### Your assignment:
Where a line contains the word "marking", copy that line from the records below.

### Data records:
========================================================================

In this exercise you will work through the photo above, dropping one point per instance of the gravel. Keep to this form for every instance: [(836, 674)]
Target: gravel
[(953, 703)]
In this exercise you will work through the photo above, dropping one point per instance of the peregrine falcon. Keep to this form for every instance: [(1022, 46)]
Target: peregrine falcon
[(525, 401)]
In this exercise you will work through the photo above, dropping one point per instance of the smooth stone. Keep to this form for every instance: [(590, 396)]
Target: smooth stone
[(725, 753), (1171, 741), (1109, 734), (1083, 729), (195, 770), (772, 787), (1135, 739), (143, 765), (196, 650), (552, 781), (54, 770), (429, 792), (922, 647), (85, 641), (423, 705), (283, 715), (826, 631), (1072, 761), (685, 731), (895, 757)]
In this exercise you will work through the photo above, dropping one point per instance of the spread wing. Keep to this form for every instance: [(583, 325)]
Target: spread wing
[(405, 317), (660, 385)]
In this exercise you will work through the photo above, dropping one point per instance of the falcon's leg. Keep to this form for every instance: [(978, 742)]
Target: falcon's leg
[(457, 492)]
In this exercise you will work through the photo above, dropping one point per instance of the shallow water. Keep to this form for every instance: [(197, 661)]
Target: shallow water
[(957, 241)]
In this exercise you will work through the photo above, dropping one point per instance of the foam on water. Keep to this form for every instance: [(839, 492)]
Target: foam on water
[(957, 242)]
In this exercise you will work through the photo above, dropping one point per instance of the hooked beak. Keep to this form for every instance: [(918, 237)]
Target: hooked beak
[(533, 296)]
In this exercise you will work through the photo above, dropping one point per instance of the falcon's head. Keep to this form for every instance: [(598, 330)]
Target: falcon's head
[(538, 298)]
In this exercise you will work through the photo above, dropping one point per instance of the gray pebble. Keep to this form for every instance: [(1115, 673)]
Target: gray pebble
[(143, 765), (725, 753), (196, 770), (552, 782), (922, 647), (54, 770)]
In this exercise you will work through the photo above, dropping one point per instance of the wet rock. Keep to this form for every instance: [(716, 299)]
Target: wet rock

========================================================================

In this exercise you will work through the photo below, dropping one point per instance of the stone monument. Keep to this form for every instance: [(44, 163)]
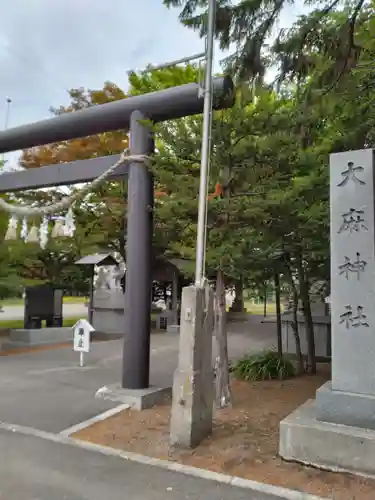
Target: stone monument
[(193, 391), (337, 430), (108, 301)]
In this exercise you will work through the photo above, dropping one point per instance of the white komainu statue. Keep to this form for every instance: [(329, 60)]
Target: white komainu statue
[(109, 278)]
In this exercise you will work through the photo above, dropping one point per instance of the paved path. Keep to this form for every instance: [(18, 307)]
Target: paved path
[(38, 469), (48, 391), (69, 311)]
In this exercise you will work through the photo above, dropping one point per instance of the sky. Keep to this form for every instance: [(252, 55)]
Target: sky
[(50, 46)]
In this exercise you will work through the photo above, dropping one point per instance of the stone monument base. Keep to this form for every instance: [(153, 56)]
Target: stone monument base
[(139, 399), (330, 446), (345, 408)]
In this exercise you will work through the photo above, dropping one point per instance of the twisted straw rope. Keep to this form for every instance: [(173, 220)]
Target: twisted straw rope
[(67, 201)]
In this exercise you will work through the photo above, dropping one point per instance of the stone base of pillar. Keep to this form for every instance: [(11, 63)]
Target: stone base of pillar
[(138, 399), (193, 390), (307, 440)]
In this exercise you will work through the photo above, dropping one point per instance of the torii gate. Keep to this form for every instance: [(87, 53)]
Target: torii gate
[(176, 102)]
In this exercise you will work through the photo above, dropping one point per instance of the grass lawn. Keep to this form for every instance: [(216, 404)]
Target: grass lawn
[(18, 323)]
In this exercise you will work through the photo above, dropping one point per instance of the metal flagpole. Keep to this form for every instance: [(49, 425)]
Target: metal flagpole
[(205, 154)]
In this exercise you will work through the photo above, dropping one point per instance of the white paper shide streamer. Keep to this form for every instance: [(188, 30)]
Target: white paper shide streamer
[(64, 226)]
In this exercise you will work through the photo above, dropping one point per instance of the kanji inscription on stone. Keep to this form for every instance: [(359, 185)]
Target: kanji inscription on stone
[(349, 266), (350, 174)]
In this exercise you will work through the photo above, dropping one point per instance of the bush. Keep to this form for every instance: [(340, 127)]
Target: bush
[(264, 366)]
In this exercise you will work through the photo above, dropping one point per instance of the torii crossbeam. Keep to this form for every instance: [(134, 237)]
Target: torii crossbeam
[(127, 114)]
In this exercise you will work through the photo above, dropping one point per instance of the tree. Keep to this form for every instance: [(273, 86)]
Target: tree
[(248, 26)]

========================================================================

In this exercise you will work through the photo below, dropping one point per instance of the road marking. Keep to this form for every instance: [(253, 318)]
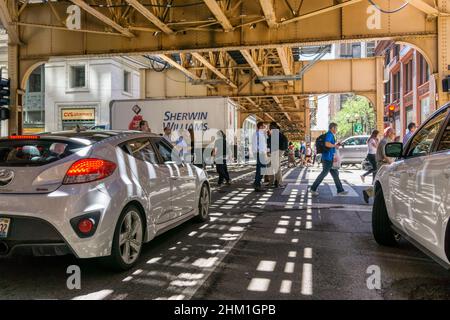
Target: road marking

========================================================================

### Task response:
In this exercise you will work through the photo below, dropping one point per instance of the road marking. Keep to this form for every instance: [(253, 318)]
Target: road marking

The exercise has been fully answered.